* **Selected excerpt**
Beneficially, stored representations from the memory are learned together with representations of task samples from the first function and provided to the second function. This allows replay of memory to counterbalance new learning experience. Additionally, and further beneficially, the representations stored in the episodic memory are synchronously processed by the second and third function.
To provide the first neural network with optimized learning goals and further prevent overfitting the method may comprise determining a loss function comprising a loss of representation rehearsal and a loss presenting an expected Minkowski distance between corresponding pairs of predictions by the second and third functions, wherein the loss function balances both losses using a balancing parameter, and wherein the first neural network is updated using said loss function.
According to a second aspect of the invention there is provided a data processing apparatus comprising means for carrying out the method according to the first aspect of the invention.
According to a third aspect of the invention there is provided a computer program product comprising instructions which, when the program is executed by a computer, cause the computer to carry out the method according to the first aspect of the invention.
According to a fourth aspect of the invention there is provided an at least partially autonomous driving system comprising at least one camera designed for providing a feed of input images, and a computer designed for classifying and/or detecting objects using the first neural network, wherein said first neural network has been trained using method according to the first aspect of the invention.
Objects, advantages and novel features, and further scope of applicability of the present invention will be set forth in part in the detailed description to follow, taken in conjunction with the accompanying drawings, and in part will become apparent to those skilled in the art upon examination of the following, or may be learned by practice of the invention. The objects and advantages of the invention may be realized and attained by means of the instrumentalities and combinations particularly pointed out in the appended claims.

* **Given data**
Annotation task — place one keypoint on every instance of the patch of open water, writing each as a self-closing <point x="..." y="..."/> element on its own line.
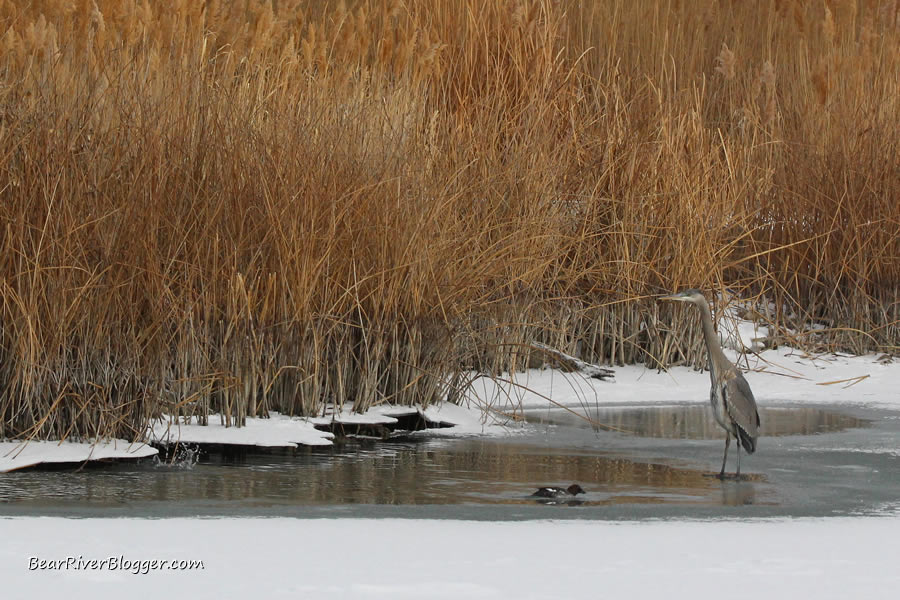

* **Brief**
Extend the patent excerpt on training a neural network with episodic memory replay, beginning after its final sentence. The material bears no relation to the text.

* **Exercise result**
The accompanying drawings, which are incorporated into and form a part of the specification, illustrate one or more embodiments of the present invention and, together with the description, serve to explain the principles of the invention. The drawings are only for the purpose of illustrating one or more embodiments of the invention and are not to be construed as limiting the invention. In the drawings:
The invention is further elucidated by
The first block can in this example be seen as a combination of a patch embedding and a self-attention block and the second block can be seen as brain inspired components proposed in the method. Input images for training are received by the first block comprising the first function Gw via patch embedding. The first function generates representations of task samples and feeds these to the second block. In the second block these generated representations are provided to the second function Fw, and optionally also to the memory Dm. Optionally, because the memory may be pre-populated with representations. In any case, generated and stored task representations are provided to the second function together. Optionally, stored task representations are also provided to the third function Fs. Task knowledge is consolidated in the third function Fs using the exponential moving average of the weights of the second function Fw. After the second function has learned a first task, the first function Gw is changed from adaptable to fixed, in that its weights and structure become unalterable for learning of subsequent tasks. The first and second neural networks are respectively referred to as the working model and the stable model. The stable model is also interchangeable with the term teacher or teacher model.
Embodiments of the present invention are thus shown to replay intermediate representations instead of veridical/raw inputs and utilize exponential moving average of the working model, herein also called the first neural network, as teacher, namely the second neural network, to distill the knowledge of previous tasks.
A methodology is here proposed wherein internal representations of Vision Transformers is replayed instead of raw pixels of an image. This effectively mitigates catastrophic forgetting in continual learning by maintaining an exponential moving average of the first neural network, hereinafter also called the working model, to distill learned knowledge from past tasks. Replaying internal representations here saves memory in applications with large input resolutions and would furthermore eliminate any privacy concerns.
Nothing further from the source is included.